Problem description: The listing should be returned in its entirety, exactly as given.

*** Exercise materials Section Begins ***

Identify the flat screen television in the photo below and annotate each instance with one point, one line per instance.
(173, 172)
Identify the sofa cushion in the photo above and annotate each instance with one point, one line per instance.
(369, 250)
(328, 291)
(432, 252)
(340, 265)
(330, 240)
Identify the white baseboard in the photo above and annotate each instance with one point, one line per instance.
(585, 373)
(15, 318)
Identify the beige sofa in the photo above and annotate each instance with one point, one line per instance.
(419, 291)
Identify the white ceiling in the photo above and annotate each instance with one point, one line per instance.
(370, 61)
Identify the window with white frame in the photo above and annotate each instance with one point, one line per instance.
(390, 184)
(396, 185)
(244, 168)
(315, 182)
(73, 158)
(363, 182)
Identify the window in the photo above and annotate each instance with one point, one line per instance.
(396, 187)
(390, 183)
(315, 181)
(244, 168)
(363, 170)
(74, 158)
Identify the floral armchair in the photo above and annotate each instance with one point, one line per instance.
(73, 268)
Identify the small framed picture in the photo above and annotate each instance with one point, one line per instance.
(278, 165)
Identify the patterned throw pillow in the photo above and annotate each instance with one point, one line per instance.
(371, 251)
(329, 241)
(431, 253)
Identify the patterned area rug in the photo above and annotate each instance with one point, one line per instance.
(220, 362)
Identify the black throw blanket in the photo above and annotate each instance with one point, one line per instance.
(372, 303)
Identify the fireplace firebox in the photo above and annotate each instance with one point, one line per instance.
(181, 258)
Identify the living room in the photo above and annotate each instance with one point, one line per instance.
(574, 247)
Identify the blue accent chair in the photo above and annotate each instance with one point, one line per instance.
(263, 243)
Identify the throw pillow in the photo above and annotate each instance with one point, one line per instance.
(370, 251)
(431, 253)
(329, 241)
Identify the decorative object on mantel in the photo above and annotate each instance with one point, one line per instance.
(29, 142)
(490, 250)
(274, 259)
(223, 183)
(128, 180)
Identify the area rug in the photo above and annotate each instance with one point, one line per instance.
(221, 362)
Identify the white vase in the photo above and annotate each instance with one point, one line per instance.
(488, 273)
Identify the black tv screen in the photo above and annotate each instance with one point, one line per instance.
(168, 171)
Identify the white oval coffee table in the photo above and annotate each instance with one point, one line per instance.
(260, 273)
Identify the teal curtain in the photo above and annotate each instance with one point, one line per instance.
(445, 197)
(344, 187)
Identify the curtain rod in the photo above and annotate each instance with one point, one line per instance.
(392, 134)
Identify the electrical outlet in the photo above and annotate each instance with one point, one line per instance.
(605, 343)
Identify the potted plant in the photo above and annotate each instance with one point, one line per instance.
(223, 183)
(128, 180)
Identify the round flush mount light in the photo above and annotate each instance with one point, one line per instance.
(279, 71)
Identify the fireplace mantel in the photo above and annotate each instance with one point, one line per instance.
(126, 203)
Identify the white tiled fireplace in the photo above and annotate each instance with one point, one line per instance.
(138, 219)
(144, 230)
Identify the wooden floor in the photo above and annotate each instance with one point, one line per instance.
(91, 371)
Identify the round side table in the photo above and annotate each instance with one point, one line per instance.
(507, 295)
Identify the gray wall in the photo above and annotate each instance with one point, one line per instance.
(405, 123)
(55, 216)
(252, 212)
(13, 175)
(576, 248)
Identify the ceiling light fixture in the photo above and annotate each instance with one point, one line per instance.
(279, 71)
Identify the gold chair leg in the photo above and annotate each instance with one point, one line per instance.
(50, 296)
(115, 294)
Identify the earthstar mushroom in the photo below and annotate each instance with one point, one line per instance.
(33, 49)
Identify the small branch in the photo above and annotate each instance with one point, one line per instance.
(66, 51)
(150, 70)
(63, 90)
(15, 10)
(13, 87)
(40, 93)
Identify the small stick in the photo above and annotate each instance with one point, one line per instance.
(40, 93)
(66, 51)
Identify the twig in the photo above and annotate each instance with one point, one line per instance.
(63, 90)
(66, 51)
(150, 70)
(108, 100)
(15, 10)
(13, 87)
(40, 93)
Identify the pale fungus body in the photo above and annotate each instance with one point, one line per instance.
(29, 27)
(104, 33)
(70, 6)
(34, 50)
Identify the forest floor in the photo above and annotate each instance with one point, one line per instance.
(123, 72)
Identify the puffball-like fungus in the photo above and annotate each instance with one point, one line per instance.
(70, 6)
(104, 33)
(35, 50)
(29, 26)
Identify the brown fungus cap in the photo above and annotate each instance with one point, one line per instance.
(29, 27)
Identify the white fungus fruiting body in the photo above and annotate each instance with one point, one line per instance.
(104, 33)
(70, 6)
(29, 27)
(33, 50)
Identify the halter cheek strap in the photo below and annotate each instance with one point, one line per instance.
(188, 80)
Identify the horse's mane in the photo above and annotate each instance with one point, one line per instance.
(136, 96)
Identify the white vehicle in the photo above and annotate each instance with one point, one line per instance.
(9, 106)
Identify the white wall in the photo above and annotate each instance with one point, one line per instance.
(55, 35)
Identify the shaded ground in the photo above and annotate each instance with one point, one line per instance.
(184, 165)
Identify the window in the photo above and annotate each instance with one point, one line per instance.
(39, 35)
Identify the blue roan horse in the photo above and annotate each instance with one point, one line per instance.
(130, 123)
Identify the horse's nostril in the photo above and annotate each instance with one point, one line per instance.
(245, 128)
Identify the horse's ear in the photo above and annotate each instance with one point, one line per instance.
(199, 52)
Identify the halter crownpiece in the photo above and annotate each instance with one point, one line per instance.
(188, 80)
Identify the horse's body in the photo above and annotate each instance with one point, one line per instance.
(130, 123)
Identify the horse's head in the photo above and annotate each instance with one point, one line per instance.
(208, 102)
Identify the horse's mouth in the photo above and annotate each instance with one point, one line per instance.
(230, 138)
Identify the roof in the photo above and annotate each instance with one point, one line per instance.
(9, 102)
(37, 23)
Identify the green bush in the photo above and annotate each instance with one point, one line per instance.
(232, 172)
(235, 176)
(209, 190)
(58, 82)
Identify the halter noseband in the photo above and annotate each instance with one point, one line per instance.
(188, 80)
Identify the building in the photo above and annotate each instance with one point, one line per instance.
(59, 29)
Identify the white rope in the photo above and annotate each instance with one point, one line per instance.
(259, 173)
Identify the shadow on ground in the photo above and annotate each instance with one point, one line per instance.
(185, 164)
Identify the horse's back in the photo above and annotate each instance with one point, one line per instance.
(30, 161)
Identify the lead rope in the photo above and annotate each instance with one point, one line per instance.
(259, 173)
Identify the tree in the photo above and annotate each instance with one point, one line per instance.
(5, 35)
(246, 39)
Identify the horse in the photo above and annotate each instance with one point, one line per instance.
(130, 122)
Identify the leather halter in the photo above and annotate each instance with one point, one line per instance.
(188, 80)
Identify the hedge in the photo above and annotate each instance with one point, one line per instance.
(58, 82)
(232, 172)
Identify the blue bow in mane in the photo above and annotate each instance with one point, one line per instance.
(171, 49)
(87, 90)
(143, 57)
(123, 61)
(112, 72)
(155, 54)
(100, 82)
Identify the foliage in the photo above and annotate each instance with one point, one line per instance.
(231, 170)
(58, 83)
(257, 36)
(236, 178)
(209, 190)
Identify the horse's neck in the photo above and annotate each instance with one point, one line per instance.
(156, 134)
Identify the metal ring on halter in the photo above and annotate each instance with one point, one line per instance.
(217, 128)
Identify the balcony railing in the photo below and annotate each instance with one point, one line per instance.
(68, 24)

*** Exercise materials Section Ends ***

Result for this exercise:
Identify the flat screen television in the photo below and annotate each instance with one point, one line per instance.
(173, 172)
Identify the sofa cushion in the photo above and annotate each instance with one point, one line per instance.
(369, 250)
(328, 291)
(432, 252)
(340, 265)
(330, 240)
Identify the white baseboard in the photo above and annotate each instance with one point, one line per instance.
(585, 373)
(15, 318)
Identify the beige sofa in the photo above and annotate each instance with one point, one line per instance.
(419, 291)
Identify the white ceiling in the photo above and annotate each instance with one point, one line per instance.
(370, 61)
Identify the window with white frame in the photo above and annotate each instance with one point, one line per instance.
(390, 184)
(396, 185)
(244, 168)
(315, 182)
(73, 158)
(363, 182)
Identify the window in the photo above and annotate each instance with one point, one line per instance.
(396, 187)
(390, 183)
(315, 181)
(244, 168)
(363, 170)
(74, 158)
Identify the floral armchair in the photo above and annotate each instance with one point, one line per instance.
(73, 268)
Identify the small framed picture in the photo above and annotate each instance with one point, one line per instance.
(278, 165)
Identify the patterned throw pillow in the photo above and annotate each instance with one point, one line per instance.
(371, 251)
(329, 241)
(431, 253)
Identify the patterned area rug in the photo above and annotate each instance with one point, one line per instance.
(220, 362)
Identify the black throw blanket in the photo above and annotate each instance with one point, one line per instance.
(372, 303)
Identify the fireplace firebox in the photo above and annotate each instance with one point, one line per instance.
(181, 258)
Identify the living room in the photo above and annotate each instance with one point, one line per instance.
(574, 247)
Identify the blue accent chair in the photo above and annotate each instance with one point, one line per instance.
(263, 243)
Identify the throw pillow in the photo above and annotate each instance with one point, one line per instance.
(370, 251)
(431, 253)
(329, 241)
Identify the decorative object on mantel in the photo above and annotate each instance with one point, one line per instance.
(29, 142)
(490, 250)
(274, 259)
(223, 183)
(128, 180)
Identify the area rug in the photo above and annotate each instance with one point, one line per instance.
(221, 362)
Identify the white vase in the photo above and annotate each instance with one point, one line per instance.
(488, 273)
Identify the black tv screen in the photo above and annotate each instance with one point, one line per instance.
(168, 171)
Identify the white oval coffee table in the photo above and annotate each instance with one point, one line per instance.
(260, 273)
Identify the teal curtain in the photo above and annotate each instance with one point, one line per instance.
(445, 197)
(344, 187)
Identify the curtain rod in the photo above and annotate each instance with one point, one line per instance.
(392, 134)
Identify the electrical outlet in the photo above and annotate each instance with one point, one line per instance.
(605, 343)
Identify the potted plant in the photo above and annotate each instance with one point, one line per instance.
(223, 183)
(128, 180)
Identify the round flush mount light in the photo above and annotate each instance with one point, one line per instance.
(279, 71)
Identify the fireplace mantel in the photo above and annotate each instance with one point, one line per instance.
(126, 203)
Identify the white tiled fireplace in the photo above and annotate each instance with one point, one line per instance.
(138, 219)
(144, 230)
Identify the wooden floor in the photo above and annotate each instance with one point, one line per instance.
(91, 371)
Identify the round side table in the photo above and annotate each instance with one point, one line per instance.
(507, 295)
Identify the gray wall in the photo above and annotate each instance with one point, one line per instance.
(405, 123)
(55, 216)
(252, 212)
(13, 175)
(576, 248)
Identify the ceiling light fixture in the photo above and annotate each instance with one point, one line per instance.
(279, 71)
Identify the gold chair leg in the photo above and annotate each instance with one point, one line per instance.
(50, 296)
(115, 294)
Identify the earthstar mushroom in the photo below and annotate each instance with one point, one line per instance.
(33, 49)
Identify the small branch in the photo above and annotate each instance with one point, one line per instance.
(66, 51)
(150, 70)
(63, 90)
(15, 10)
(13, 87)
(40, 93)
Identify the small stick in the photo above and annotate each instance with one point, one line per instance.
(40, 93)
(66, 51)
Identify the twig in the photo above and annotate each instance with one point, one line per instance.
(63, 90)
(66, 51)
(150, 70)
(108, 100)
(15, 10)
(13, 87)
(40, 93)
Identify the pale fungus body in the photo above and annotate each instance with one point, one line per instance.
(29, 27)
(104, 33)
(70, 6)
(34, 50)
Identify the forest floor in the photo above and annotate each instance with one point, one line per instance.
(123, 72)
Identify the puffball-like fungus in the photo above and annotate each instance with one point, one line per instance.
(70, 6)
(104, 33)
(35, 50)
(29, 26)
Identify the brown fungus cap in the photo above and annotate each instance with one point, one line per instance.
(29, 27)
Identify the white fungus fruiting body in the photo above and annotate each instance with one point, one line per instance.
(104, 33)
(70, 6)
(29, 27)
(33, 50)
Identify the halter cheek strap in the photo below and annotate each instance with one point, one line per instance.
(188, 80)
Identify the horse's mane in the photo above and annotate each instance with one point, one line per instance.
(136, 96)
Identify the white vehicle in the photo above and annotate each instance with one point, one line per instance.
(9, 106)
Identify the white wall in the photo above and annotate each instance with one point, one line per instance.
(55, 35)
Identify the shaded ground in the photo above and annotate each instance with one point, one line per instance.
(184, 165)
Identify the window in the photo above and annotate each instance with one point, one line per instance.
(39, 35)
Identify the blue roan horse in the photo above and annotate each instance with one point, one line per instance.
(130, 123)
Identify the horse's nostril in the photo above and annotate each instance with one point, one line per instance.
(245, 128)
Identify the horse's ear in the photo above and annotate each instance with one point, one line per instance.
(199, 52)
Identify the halter crownpiece in the photo above and annotate each instance with one point, one line per instance.
(188, 80)
Identify the horse's body in the photo above and annotate each instance with one point, one line per instance.
(130, 123)
Identify the horse's head in the photo above and annotate each instance with one point, one line per instance.
(208, 102)
Identify the horse's mouth in the photo above and annotate each instance with one point, one line per instance.
(230, 138)
Identify the roof in the photo above and annotate each instance with one point, one line per instance.
(9, 102)
(37, 23)
Identify the green bush in the photo above and annotate each instance with one point, one line per instance.
(232, 172)
(235, 176)
(209, 190)
(58, 82)
Identify the halter noseband in the photo above and annotate each instance with one point, one line per instance.
(188, 80)
Identify the building in the photo above and annotate each instance with one point, one line per instance.
(59, 29)
Identify the white rope in the photo above and annotate each instance with one point, one line per instance.
(259, 173)
Identify the shadow on ground in the photo above and annotate each instance with one point, one line per instance.
(185, 164)
Identify the horse's back in the photo above and annotate each instance with one point, one line per instance.
(30, 161)
Identify the lead rope in the photo above and annotate each instance with one point, one line per instance.
(259, 173)
Identify the tree in the photo above and annotate each instance with one point, one line per instance.
(5, 35)
(246, 39)
Identify the horse in the photo above and annotate each instance with one point, one line per instance.
(130, 122)
Identify the leather halter in the photo above and annotate each instance with one point, one line per instance.
(188, 80)
Identify the hedge in the photo above and annotate each instance with one point, one line per instance.
(58, 82)
(232, 172)
Identify the blue bow in mane in the photo above and annotate each instance with one point, one line per instance.
(171, 49)
(87, 90)
(143, 57)
(123, 61)
(112, 72)
(155, 54)
(100, 82)
Identify the foliage in the photo above and annotate each instance with one point, one line per instance.
(231, 170)
(58, 83)
(257, 36)
(236, 178)
(209, 190)
Identify the horse's neck in the photo above and annotate each instance with one point, one line per instance.
(156, 134)
Identify the metal ring on halter in the photo above and annotate each instance with one point, one line per instance.
(217, 128)
Identify the balcony railing in the photo below and annotate each instance with one point, one line per instance.
(68, 24)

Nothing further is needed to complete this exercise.